━━━━━ 研讀文本 ━━━━━
她的頭髮乾枯,眼裡充滿血絲,努力向我們微笑,但神情中仍有一絲苦澀。

她身後的樓房,都是參照極高的抗震標準修建。樓層普遍不高,為了方便地震傷員進出,全部配有電梯。小區里,時常能看到坐著輪椅進出的人。

東方汽輪廠安置員工的小區

這個小區主要用來安置東方汽輪廠的員工。

東方汽輪廠(以下簡稱「東汽」)是一家存活了半個多世紀的大型國企,位於汶川大地震的極重災區——綿竹市漢旺鎮。

半個世紀前,從東北、上海、成都遷來漢旺的工人和技術人員,在這座三面環山,一面傍水,冬暖夏涼的小鎮,建起了東汽。

國企良好的效益撐起了整個鎮的經濟。漢旺曾經的5萬人口中,有3萬是東汽的員工和員工家屬,剩餘2萬居民則依靠東汽帶來的經濟效益生存。在這裡出生長大的孩子們大都不願離開東汽,常常一家三代都在廠里工作。
━━━━━
**待辦任務**:
(a) 根據研讀文本回答下列問題:
(i) 安置東汽員工的小區里,樓房全部配有什麼?
(ii) 東汽位於哪個市的哪個鎮?
(iii) 漢旺曾經的5萬人口中,東汽的員工和員工家屬有多少?
(b) 請一字不差地謄錄研讀文本中介於「東方汽輪廠安置員工的小區」與「不願離開東汽,常常一家三代都在廠里工作。」之間的部分,首尾兩處都包括在內。
━━━━━ 所給資料 ━━━━━
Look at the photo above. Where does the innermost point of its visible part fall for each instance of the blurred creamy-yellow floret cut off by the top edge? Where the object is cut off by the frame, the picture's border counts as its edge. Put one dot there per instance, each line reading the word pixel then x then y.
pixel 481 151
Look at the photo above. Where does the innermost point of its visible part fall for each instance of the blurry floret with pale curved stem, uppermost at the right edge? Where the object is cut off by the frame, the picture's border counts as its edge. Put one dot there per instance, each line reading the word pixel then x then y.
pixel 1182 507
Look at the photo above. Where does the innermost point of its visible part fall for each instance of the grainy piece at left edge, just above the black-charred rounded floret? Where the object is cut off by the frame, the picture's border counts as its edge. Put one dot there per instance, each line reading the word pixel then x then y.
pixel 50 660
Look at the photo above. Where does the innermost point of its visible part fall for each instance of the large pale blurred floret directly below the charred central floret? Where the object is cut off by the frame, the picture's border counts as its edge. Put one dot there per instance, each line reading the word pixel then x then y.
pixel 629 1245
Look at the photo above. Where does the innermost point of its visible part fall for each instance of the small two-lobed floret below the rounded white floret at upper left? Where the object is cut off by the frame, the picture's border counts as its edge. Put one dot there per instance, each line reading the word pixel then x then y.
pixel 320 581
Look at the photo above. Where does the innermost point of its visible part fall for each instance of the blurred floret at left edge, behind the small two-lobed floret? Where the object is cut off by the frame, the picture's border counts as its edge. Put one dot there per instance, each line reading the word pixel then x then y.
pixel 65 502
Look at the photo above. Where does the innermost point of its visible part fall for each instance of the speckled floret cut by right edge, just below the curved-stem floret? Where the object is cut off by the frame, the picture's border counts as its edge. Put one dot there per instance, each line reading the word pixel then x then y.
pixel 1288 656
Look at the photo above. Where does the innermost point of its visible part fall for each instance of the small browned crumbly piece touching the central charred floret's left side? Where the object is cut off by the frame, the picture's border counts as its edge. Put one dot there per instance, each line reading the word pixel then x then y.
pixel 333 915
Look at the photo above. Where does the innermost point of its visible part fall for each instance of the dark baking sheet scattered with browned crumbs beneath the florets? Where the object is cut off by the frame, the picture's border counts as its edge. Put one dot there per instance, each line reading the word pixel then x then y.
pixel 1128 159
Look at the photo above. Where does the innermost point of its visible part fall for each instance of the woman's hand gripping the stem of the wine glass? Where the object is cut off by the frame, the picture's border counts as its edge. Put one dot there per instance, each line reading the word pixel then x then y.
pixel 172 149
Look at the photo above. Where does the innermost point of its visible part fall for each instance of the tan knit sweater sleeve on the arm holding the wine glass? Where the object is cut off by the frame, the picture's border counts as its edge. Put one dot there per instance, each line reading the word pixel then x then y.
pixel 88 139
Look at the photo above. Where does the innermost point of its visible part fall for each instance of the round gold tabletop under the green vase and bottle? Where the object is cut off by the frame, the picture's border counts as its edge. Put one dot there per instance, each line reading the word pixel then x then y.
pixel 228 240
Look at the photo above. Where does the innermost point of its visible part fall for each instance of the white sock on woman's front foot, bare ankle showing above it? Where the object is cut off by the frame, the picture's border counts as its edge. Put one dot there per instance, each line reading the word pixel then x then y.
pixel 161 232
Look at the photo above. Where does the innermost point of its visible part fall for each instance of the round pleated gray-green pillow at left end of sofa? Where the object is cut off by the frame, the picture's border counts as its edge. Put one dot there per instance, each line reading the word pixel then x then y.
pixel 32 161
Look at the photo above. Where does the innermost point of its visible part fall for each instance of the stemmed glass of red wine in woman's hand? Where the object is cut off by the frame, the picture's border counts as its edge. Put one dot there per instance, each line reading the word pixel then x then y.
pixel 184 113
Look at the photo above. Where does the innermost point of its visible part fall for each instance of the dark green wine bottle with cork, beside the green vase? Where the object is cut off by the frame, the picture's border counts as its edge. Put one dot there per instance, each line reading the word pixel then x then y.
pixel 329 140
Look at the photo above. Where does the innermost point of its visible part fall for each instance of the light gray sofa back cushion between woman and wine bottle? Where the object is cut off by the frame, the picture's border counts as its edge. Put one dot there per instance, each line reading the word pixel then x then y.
━━━━━
**逐項答案**:
(a)
(i) 電梯
(ii) 綿竹市漢旺鎮
(iii) 3萬

(b)
東方汽輪廠安置員工的小區

這個小區主要用來安置東方汽輪廠的員工。

東方汽輪廠(以下簡稱「東汽」)是一家存活了半個多世紀的大型國企,位於汶川大地震的極重災區——綿竹市漢旺鎮。

半個世紀前,從東北、上海、成都遷來漢旺的工人和技術人員,在這座三面環山,一面傍水,冬暖夏涼的小鎮,建起了東汽。

國企良好的效益撐起了整個鎮的經濟。漢旺曾經的5萬人口中,有3萬是東汽的員工和員工家屬,剩餘2萬居民則依靠東汽帶來的經濟效益生存。在這裡出生長大的孩子們大都不願離開東汽,常常一家三代都在廠里工作。